**THE PROBLEM:**
All the data must be output exactly as given.

**SUPPLIED INFORMATION:**
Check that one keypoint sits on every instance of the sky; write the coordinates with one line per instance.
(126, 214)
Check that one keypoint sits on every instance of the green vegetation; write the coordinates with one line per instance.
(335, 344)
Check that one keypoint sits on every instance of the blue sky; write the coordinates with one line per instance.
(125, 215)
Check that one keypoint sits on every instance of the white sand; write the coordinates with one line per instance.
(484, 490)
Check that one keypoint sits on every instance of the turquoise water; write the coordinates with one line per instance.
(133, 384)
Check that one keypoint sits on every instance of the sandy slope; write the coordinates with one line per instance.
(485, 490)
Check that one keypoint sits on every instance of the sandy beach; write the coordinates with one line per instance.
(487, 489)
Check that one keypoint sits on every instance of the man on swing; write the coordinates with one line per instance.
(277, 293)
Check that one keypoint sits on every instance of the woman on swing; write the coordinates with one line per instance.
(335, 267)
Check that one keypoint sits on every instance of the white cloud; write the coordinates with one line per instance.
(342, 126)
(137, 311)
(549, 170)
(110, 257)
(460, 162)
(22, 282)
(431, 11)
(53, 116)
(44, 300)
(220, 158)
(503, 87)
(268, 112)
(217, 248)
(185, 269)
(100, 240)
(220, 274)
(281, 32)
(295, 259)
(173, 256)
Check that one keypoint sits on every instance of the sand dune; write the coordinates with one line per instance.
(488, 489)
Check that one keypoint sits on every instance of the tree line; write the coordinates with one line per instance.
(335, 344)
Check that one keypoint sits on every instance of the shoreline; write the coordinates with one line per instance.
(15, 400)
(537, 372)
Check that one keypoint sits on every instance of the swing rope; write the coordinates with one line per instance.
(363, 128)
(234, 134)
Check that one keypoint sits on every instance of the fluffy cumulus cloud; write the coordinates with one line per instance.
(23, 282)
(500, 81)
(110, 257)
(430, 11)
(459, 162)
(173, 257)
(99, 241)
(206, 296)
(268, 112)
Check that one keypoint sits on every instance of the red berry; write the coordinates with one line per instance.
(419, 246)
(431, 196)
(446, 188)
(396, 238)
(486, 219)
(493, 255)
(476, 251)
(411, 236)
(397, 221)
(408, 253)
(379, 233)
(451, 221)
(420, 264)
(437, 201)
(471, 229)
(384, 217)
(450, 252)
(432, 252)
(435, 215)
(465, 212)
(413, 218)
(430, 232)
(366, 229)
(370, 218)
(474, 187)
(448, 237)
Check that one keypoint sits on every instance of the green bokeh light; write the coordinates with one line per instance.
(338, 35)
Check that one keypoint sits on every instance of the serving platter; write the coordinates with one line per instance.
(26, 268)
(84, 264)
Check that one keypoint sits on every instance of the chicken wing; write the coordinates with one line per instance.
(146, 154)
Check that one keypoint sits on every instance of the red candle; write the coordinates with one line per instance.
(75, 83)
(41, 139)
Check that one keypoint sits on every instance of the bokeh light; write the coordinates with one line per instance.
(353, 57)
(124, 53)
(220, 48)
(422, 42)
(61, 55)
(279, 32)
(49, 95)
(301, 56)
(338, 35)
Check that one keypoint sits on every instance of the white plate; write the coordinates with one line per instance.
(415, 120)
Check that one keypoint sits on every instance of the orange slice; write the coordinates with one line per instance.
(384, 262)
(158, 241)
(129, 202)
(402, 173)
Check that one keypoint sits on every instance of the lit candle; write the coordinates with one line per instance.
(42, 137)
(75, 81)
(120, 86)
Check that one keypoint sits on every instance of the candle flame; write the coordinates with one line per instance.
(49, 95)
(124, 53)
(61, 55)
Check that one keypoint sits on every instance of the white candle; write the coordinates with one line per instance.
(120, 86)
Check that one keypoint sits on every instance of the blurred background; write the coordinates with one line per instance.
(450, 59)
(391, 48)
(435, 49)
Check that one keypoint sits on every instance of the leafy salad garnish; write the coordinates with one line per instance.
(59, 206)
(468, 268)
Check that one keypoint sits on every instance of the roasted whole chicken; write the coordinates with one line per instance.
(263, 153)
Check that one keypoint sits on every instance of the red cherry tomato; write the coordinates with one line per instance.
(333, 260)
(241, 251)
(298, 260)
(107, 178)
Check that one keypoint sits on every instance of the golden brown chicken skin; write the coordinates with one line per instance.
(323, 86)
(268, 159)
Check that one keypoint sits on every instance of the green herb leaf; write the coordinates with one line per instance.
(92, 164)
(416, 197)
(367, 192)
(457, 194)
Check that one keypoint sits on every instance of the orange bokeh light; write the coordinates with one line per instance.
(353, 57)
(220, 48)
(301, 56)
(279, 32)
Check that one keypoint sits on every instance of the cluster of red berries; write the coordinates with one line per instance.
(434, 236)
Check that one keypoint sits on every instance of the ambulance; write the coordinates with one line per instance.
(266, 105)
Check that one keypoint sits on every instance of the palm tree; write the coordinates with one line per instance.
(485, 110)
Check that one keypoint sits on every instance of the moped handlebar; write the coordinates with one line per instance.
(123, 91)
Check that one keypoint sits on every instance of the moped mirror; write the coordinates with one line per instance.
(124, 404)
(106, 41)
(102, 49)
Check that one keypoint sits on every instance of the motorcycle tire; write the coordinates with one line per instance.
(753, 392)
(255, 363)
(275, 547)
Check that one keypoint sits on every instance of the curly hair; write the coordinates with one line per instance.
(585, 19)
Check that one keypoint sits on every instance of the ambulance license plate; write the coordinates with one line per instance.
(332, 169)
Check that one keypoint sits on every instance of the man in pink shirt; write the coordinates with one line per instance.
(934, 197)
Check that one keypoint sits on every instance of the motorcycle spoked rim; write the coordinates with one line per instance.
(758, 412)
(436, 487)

**WRITTEN REPLY:**
Check that one keypoint sits on every instance of the sky; write the coordinates with one line per instance.
(126, 214)
Check that one keypoint sits on every instance of the green vegetation; write the coordinates with one line per instance.
(335, 344)
Check that one keypoint sits on every instance of the blue sky; write the coordinates with one line per instance.
(125, 215)
Check that one keypoint sits on every instance of the white sand; write the coordinates with one line per instance.
(484, 490)
Check that one keypoint sits on every instance of the turquoise water; write the coordinates with one line per instance.
(133, 384)
Check that one keypoint sits on every instance of the sandy slope; write the coordinates with one line per instance.
(485, 490)
Check that one keypoint sits on every instance of the sandy beach; write the coordinates with one line per instance.
(487, 489)
Check that one keypoint sits on every instance of the man on swing; write the coordinates with one line per instance.
(277, 293)
Check that one keypoint sits on every instance of the woman on swing; write the coordinates with one line per instance.
(335, 267)
Check that one keypoint sits on every instance of the white cloud; write the coordinates with one line per instance.
(342, 126)
(137, 311)
(549, 170)
(110, 257)
(460, 162)
(22, 282)
(431, 11)
(53, 116)
(44, 300)
(220, 158)
(503, 87)
(268, 112)
(217, 248)
(185, 269)
(100, 240)
(220, 274)
(281, 32)
(295, 259)
(173, 256)
Check that one keypoint sits on every instance of the sand dune; write the coordinates with one line per instance.
(488, 489)
Check that one keypoint sits on every instance of the tree line; write the coordinates with one line per instance.
(335, 344)
Check that one keypoint sits on every instance of the shoreline; write the coordinates with one line per instance.
(15, 400)
(537, 372)
Check that one keypoint sits on every instance of the swing rope; write the coordinates with one line per instance.
(363, 128)
(234, 134)
Check that one keypoint sits on every instance of the fluffy cumulus cloud; write the coordinates with one line per instance.
(23, 282)
(500, 81)
(110, 257)
(430, 11)
(459, 162)
(173, 257)
(99, 241)
(206, 296)
(268, 112)
Check that one keypoint sits on every instance of the red berry; write the coordinates with one line per instance.
(419, 246)
(431, 196)
(446, 188)
(396, 238)
(486, 219)
(493, 255)
(476, 251)
(411, 236)
(397, 221)
(408, 253)
(379, 233)
(451, 221)
(420, 264)
(437, 201)
(471, 229)
(384, 217)
(450, 252)
(432, 252)
(435, 215)
(465, 212)
(413, 218)
(430, 232)
(366, 229)
(370, 218)
(474, 187)
(448, 237)
Check that one keypoint sits on every instance of the green bokeh light; write the coordinates with one line per instance.
(338, 35)
Check that one keypoint sits on every instance of the serving platter; write the coordinates with one line per instance.
(26, 268)
(84, 264)
Check that one keypoint sits on every instance of the chicken wing; write the coordinates with one line per instance.
(146, 154)
Check that one keypoint sits on every instance of the red candle; write the coordinates with one line per instance.
(75, 83)
(41, 139)
Check that one keypoint sits on every instance of the bokeh light; write the coordinates with one line per instance.
(353, 57)
(124, 53)
(220, 48)
(422, 42)
(61, 55)
(279, 32)
(49, 95)
(301, 56)
(338, 35)
Check that one keypoint sits on every instance of the white plate; write the coordinates with one line per instance.
(415, 120)
Check that one keypoint sits on every instance of the orange slice; write the coordinates with one line per instance.
(384, 262)
(158, 241)
(129, 202)
(402, 173)
Check that one keypoint sits on every instance of the lit candle; write the coordinates with one line per instance.
(42, 137)
(75, 81)
(120, 86)
Check that one keypoint sits on every instance of the candle flame; write the coordinates with one line per instance.
(49, 95)
(124, 53)
(61, 55)
Check that one keypoint sits on every instance of the white candle; write the coordinates with one line per instance.
(120, 86)
Check that one keypoint sits on every instance of the blurred background; write the coordinates with one line per instance.
(450, 59)
(391, 48)
(435, 49)
Check that one keypoint sits on every instance of the leafy salad garnish; write the coordinates with one line per instance.
(59, 206)
(468, 268)
Check that one keypoint sits on every instance of the roasted whole chicken; write the coordinates with one line per instance.
(263, 153)
Check that one keypoint sits on every instance of the red cherry tomato; write the coordinates with one line per instance.
(333, 260)
(241, 251)
(298, 260)
(107, 178)
Check that one keypoint sits on every instance of the golden brown chicken skin; write the coordinates with one line per instance.
(323, 86)
(268, 159)
Check that one keypoint sits on every instance of the green herb leaf; write the coordinates with one line per instance.
(92, 164)
(416, 197)
(367, 192)
(457, 194)
Check that one keypoint sits on every instance of the orange bokeh light; write the coordinates with one line per instance.
(353, 57)
(220, 48)
(301, 56)
(279, 32)
Check that one keypoint sits on every instance of the cluster of red berries; write the coordinates with one line per instance.
(434, 236)
Check that one keypoint sits on every instance of the ambulance; write the coordinates with one line per instance.
(266, 105)
Check that one keypoint sits on every instance of the palm tree; write the coordinates with one line per instance.
(485, 110)
Check that one keypoint sits on every instance of the moped handlebar; write the coordinates with one line per instance.
(123, 91)
Check that one keypoint sits on every instance of the moped mirror; write the coordinates with one line per instance.
(124, 404)
(106, 41)
(102, 49)
Check that one keypoint sits on every instance of the motorcycle tire; write the coordinates with one line per instance.
(753, 392)
(255, 363)
(275, 547)
Check that one keypoint sits on every instance of the curly hair; write the coordinates with one line per instance.
(585, 19)
Check that one keypoint sits on every instance of the ambulance license plate; write the coordinates with one line per instance.
(332, 169)
Check that one keypoint sits on every instance of the man in pink shirt; write the coordinates with one line per instance.
(934, 197)
Check that one keypoint sits on every instance of the motorcycle spoked rim; write the coordinates with one line per instance.
(758, 412)
(436, 487)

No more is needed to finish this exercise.